◆ **GOAL**:
Continue the turftopic concept-projection documentation from the point where it stops.

──────── SELECTED EXCERPT ────────

Project documents onto the concept vectors.

Parameters:

Name	Type	Description	Default
`raw_documents`		List of documents to project to the concept vectors.	`None`
`embeddings`		Document embeddings (has to be created with the same encoder as the concept vectors.)	`None`

Returns:

Name	Type	Description
`document_concept_matrix`	`ndarray of shape (n_documents, n_dimensions)`	Prevalance of each concept in each document.

Source code in turftopic/models/cvp.py

def fit_transform(self, raw_documents=None, y=None, embeddings=None):
    """Project documents onto the concept vectors.

    Parameters
    ----------
    raw_documents: list[str] or None
        List of documents to project to the concept vectors.
    embeddings: ndarray of shape (n_documents, n_dimensions)
        Document embeddings (has to be created with the same encoder as the concept vectors.)

    Returns
    -------
    document_concept_matrix: ndarray of shape (n_documents, n_dimensions)
        Prevalance of each concept in each document.
    """
    if (raw_documents is None) and (embeddings is None):
        raise ValueError(
            "Either embeddings or raw_documents has to be passed, both are None."
        )
    if embeddings is None:
        embeddings = self.encoder_.encode(raw_documents)
    return embeddings @ self.concept_matrix_.T

`get_feature_names_out()`

Returns concept names in an array.

Source code in turftopic/models/cvp.py

def get_feature_names_out(self):
    """Returns concept names in an array."""
    return self.classes_

`push_to_hub(repo_id)`

Uploads model to HuggingFace Hub

Parameters:

Name	Type	Description	Default
`repo_id`	`str`	Repository to upload the model to.	required

Source code in turftopic/models/cvp.py

def push_to_hub(self, repo_id: str):
    """Uploads model to HuggingFace Hub

    Parameters
    ----------
    repo_id: str
        Repository to upload the model to.
    """
    api = HfApi()
    api.create_repo(repo_id, exist_ok=True)
    with tempfile.TemporaryDirectory() as tmp_dir:
        readme_path = Path(tmp_dir).joinpath("README.md")
        with readme_path.open("w") as readme_file:
            readme_file.write(create_readme(self, repo_id))

──────── DATA EXCERPT ────────

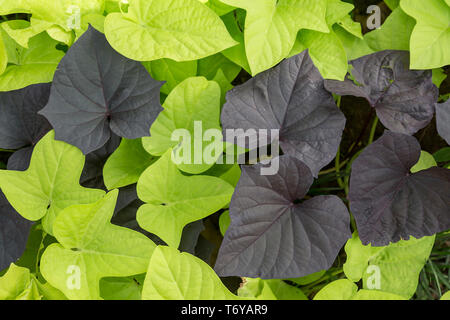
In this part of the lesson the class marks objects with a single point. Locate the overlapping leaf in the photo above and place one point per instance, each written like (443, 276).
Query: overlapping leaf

────────

◆ **ANSWER TO THE TASK**:
        self.to_disk(tmp_dir)
        api.upload_folder(
            folder_path=tmp_dir,
            repo_id=repo_id,
            repo_type="model",
        )

`to_disk(out_dir)`

Persists model to directory on your machine.

Parameters:

Name	Type	Description	Default
`out_dir`	`Union[Path, str]`	Directory to save the model to.	required

Source code in turftopic/models/cvp.py

def to_disk(self, out_dir: Union[Path, str]):
    """Persists model to directory on your machine.

    Parameters
    ----------
    out_dir: Path | str
        Directory to save the model to.
    """
    out_dir = Path(out_dir)
    out_dir.mkdir(exist_ok=True)
    package_versions = get_package_versions()
    with out_dir.joinpath("package_versions.json").open("w") as ver_file:
        ver_file.write(json.dumps(package_versions))
    joblib.dump(self, out_dir.joinpath("model.joblib"))

`transform(raw_documents=None, embeddings=None)`

Project documents onto the concept vectors.

Parameters:

Name	Type	Description	Default
`raw_documents`		List of documents to project to the concept vectors.	`None`
`embeddings`		Document embeddings (has to be created with the same encoder as the concept vectors.)	`None`

Returns:

Name	Type	Description
`document_concept_matrix`	`ndarray of shape (n_documents, n_dimensions)`	Prevalance of each concept in each document.

Source code in turftopic/models/cvp.py

def transform(self, raw_documents=None, embeddings=None):
    """Project documents onto the concept vectors.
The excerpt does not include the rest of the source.